_TEXTO PROPORCIONADO_:

--*--

Otras voces menos sospechosas, pero igual de desacertadas
que la de Roy, intensifican el fuego contra el resurgir del discurso machista.
Devermut nos habla de gaslithing, Irantzu Varela de heteronorma, Todo es cierto, pero todo es incompleto y, por
eso, impotente frente a la hegemonía. Sabemos que estamos produciendo
propaganda, argumentario de campaña para fieles que deberán enfrentarse a una
mayoría que dispone, al menos esta vez, de mejores armas. La bonita historia en
la que grandes grupos de población comprobaban que el feminismo tenía razón
cuando denunciaba que las mujeres eran víctimas de opresión en el espacio
privado, ese momento emocionante de la masa crítica, cuando la mayoría, la
hegemonía, la fuerza, cambia de bando, se estaba transformando en la historia
inversa, aquella en la que la rebelión es aplastada y parece no ir a ser capaz
de sobrevivir ni siquiera en el recuerdo. Ya no solo eran las concursantes,
ahora las invencibles influencers y periodistas feministas eran ridiculizadas
por defender lo indefendible; por demostrar, en definitiva, que nunca fueron
razonables. El programa estaba a tope de audiencia, pero nosotrxs nos
encontrábamos en pleno anticlímax.

--*--

_ENTRADAS_:
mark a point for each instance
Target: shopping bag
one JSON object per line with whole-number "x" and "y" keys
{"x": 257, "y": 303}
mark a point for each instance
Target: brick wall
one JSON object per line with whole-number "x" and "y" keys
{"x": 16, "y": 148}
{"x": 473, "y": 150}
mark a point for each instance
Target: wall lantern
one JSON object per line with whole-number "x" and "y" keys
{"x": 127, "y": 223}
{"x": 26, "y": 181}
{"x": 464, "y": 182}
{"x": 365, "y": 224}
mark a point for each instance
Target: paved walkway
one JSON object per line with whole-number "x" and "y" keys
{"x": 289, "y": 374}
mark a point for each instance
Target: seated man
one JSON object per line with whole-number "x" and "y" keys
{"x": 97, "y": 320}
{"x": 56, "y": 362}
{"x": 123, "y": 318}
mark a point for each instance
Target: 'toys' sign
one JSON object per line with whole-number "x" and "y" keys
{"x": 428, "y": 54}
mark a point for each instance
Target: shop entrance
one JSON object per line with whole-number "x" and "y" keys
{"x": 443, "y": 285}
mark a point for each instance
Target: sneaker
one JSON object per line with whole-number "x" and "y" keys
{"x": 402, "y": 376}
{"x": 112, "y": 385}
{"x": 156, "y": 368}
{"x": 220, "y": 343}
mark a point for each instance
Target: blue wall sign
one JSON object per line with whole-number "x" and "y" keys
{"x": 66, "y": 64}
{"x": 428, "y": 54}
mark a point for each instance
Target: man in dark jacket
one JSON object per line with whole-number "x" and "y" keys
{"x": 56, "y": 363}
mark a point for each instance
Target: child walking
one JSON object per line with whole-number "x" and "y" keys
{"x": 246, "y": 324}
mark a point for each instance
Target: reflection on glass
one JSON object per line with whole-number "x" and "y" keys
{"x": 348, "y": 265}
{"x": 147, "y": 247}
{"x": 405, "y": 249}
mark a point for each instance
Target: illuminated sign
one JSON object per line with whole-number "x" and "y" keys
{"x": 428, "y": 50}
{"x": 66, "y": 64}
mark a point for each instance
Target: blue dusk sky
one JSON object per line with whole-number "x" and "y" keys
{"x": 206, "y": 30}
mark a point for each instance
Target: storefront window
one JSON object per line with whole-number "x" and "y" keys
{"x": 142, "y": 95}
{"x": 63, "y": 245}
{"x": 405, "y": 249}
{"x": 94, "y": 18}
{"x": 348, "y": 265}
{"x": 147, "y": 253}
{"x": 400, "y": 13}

--*--

_CONSIGNA 1_: Según el texto sobre el discurso machista, ¿cómo estaba la audiencia del programa?
_CONSIGNA 2_: Prosigue el texto sobre el discurso machista a partir de donde se detiene.
El listado no guarda relación con el texto sobre el discurso machista.

_RESPUESTA ESCRITA 1_: El programa estaba a tope de audiencia.

_RESPUESTA ESCRITA 2_:
No puedo extenderme lo que quisiera, pero creo que estos
refuerzos fracasaron porque llegaron demasiado pronto. Ante la evidencia de que
las mujeres no estaban quedando tan bien como se esperaba, se aprestaron a
corregir la realidad de un modo apenas distinto a como sistemáticamente hace el
machismo.
Pero el problema no podía ser que el feminismo se estuviera
equivocando porque el patriarcado, contra todo pronóstico, hubiera ya
desaparecido. El patriarcado tenía que estar allí aunque no lo viéramos. Creo
que el verdadero problema fue que nuestra incapacidad para explicar lo que
sucedía nos causó demasiada perplejidad. Eso no puede ser. No puede volver a
ser. No podemos creernos en la obligación de disponer de respuesta para
cualquier cosa. Había que confiar en que las conductas observadas, aunque
parecieran injustas por parte de ellas, debían ser consistentes con la teoría
feminista. Dado que solo teníamos la pregunta, lo suyo era indicar la pregunta,
no adelantar la respuesta. Había que confiar en el feminismo y no se confió.
Cuando el feminismo acudió en nuestra ayuda pareció una
legión infinita que sepultaría a la crítica machista en un tsunami de
argumentos bien trabados. Pero no lo era, porque La isla es un reality, y no se
podían dedicar grandes recursos a un reality. Así que solo nos habían enviado
un destacamento; un pequeño apoyo que había sucumbido por el camino. Y eso iba
a ser todo. Estábamos solxs.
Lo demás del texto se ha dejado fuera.